● Activity
Would you output the following records verbatim and skip the images in them?

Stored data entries

____________

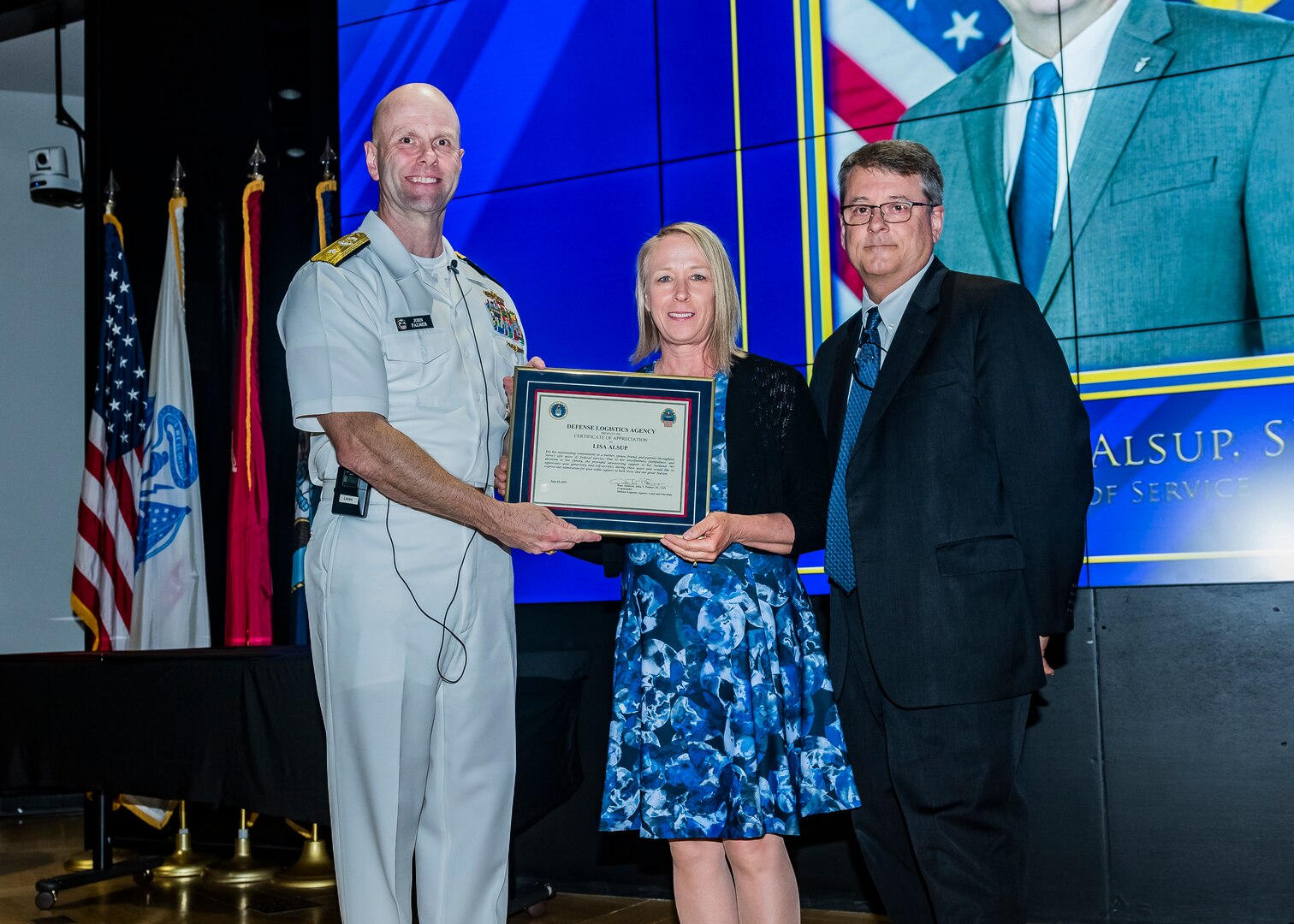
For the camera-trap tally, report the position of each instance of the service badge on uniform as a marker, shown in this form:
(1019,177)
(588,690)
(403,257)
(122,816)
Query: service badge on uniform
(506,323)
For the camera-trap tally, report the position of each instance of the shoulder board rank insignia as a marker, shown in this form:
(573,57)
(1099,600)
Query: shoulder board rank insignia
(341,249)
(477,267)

____________

● Answer to the exercise
For the camera-trap tally, report the position of each instance of the service badge on uniform as a marker, shown in this form:
(1019,177)
(588,690)
(403,257)
(122,816)
Query: service badge on uniform
(506,323)
For the camera-trap tally, report the position of each instance of the shoulder board rank insignia as a marker, shown in this form:
(573,57)
(1099,600)
Query: shoulder board rank insignia
(341,249)
(477,267)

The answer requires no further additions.